Omit every image, and transcribe the remaining entries exactly as given.

____________________

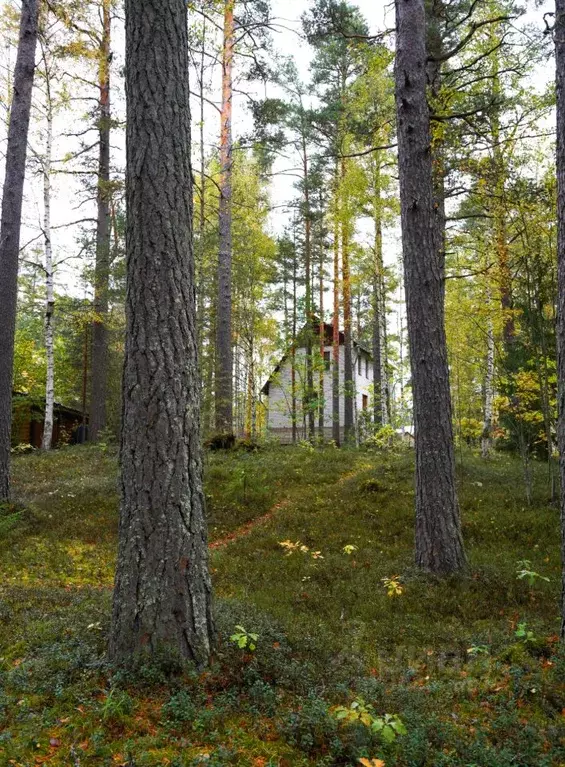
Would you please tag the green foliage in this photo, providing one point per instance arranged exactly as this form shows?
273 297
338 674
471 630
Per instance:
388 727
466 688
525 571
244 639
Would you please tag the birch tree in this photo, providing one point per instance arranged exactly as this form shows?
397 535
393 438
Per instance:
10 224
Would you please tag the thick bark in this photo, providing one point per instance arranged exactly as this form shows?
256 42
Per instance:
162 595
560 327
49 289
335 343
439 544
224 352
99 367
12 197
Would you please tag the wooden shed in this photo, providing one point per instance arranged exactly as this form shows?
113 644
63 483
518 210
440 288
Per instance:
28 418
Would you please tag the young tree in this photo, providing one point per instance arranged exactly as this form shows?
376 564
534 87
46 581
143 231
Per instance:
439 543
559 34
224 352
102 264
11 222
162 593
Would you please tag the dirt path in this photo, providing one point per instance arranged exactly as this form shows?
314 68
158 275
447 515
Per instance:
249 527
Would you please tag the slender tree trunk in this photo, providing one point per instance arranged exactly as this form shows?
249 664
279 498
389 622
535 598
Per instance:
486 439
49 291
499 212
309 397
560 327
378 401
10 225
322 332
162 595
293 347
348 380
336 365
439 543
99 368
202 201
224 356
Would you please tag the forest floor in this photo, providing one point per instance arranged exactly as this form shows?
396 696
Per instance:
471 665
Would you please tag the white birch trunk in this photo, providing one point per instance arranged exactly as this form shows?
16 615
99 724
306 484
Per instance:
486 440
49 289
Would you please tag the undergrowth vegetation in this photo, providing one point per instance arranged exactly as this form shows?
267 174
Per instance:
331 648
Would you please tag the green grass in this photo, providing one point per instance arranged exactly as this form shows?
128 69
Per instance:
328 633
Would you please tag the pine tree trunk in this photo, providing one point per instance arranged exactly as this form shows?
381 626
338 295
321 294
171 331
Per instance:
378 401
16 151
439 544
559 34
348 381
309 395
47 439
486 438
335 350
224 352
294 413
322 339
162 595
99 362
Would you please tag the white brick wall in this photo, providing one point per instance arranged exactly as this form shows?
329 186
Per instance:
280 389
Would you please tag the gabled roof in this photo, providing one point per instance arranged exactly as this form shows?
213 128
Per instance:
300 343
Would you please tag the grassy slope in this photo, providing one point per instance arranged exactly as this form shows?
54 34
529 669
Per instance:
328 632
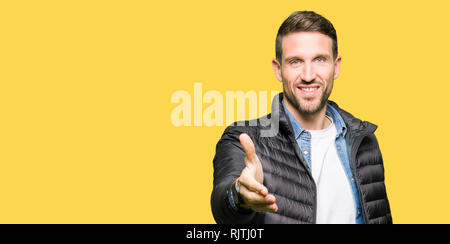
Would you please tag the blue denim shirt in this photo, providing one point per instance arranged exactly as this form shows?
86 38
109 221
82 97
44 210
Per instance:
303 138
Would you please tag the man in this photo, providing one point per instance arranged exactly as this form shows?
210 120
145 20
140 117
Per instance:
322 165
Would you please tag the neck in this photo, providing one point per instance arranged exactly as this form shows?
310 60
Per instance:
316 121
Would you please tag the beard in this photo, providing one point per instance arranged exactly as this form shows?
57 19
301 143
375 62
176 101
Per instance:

____________________

**Solution below**:
Would you please tag the green foliage in this photo, providing one point per instance arranged exactly as this form shows?
273 297
338 674
471 630
Per instance:
388 727
466 688
525 571
244 639
Would you please tag the birch tree in this photo, providing one point per instance arranged exactly as this form shows?
397 535
393 438
Per instance:
10 224
Would you please tag the thick bark in this photo, providing one point per instance arranged exactly as this form shows?
256 42
Per instance:
162 595
560 327
49 289
335 343
439 544
224 352
99 367
12 197
Would you please tag the wooden shed in this photo, providing one point per instance arranged exactly as this form shows?
113 644
63 483
518 210
440 288
Per instance:
28 418
Would you please tag the young tree in this photo, providing one point per instance arranged exactly as this form shows?
376 564
534 87
46 581
143 231
Per instance:
439 543
559 34
224 352
102 264
11 222
162 593
Would you please tag the dirt path in this photo, providing one point per instance arranged exactly as this form shows?
314 68
158 275
447 515
Per instance:
249 527
Would you please tag the slender tree trunk in this photo, providing one point per instance arranged exactly as this form shows?
249 664
279 498
389 622
535 598
Per instance:
486 439
49 291
499 212
309 397
560 327
378 401
10 225
322 332
162 595
293 347
348 380
336 365
439 543
99 368
202 201
224 356
Would you please tag the forest floor in this photo, providing one point per instance arranged exactly as this form shows?
396 696
Per instance:
471 665
Would you please tag the white birch trunk in this photo, providing one point per instance arranged exactly as this form shows?
16 615
99 724
306 484
Per instance:
486 440
49 289
Would you please tag the undergrowth vegetation in this photo, providing one point per instance arranged exactly as this form shows?
267 174
Per instance:
331 648
Would you please tag the green grass in this photo, providing one point per instance arranged exactly as this form shows?
128 69
Per instance:
328 633
Would you please tag the pine tree trunk in this photo, providing one point per instance arranged exactly as this form shows?
381 626
338 295
321 294
171 331
Per instance:
378 401
16 151
439 544
559 34
348 381
309 395
47 439
486 438
335 350
224 352
294 413
322 339
162 595
99 362
Would you please tag the white brick wall in this photo, providing one point per instance arranged exactly as this form shows?
329 186
Per instance:
280 389
Would you please tag the gabled roof in this photo, providing one point per instance arranged exactly as this form shows?
213 128
Per instance:
300 343
Would you please tag the grassy slope in this photo, providing one point per instance arranged exactly as this form shows?
54 34
529 669
Per instance:
328 632
Would you please tag the blue denim shirt in this photo, providing one point per instance arranged exactly as this form shows?
86 38
109 221
82 97
44 210
Per instance:
303 138
Would you please tag the man in this photo, providing one point per instance arranged exactly as this form shows?
210 120
145 20
140 117
Per instance:
322 165
Would you please tag the neck in this photo, providing one point per instance arranged exactly as this form shows?
310 60
Per instance:
316 121
Would you please tag the beard in this photo, providing one point per instance arranged exactly as this form shows?
57 19
301 143
375 62
176 101
Per instance:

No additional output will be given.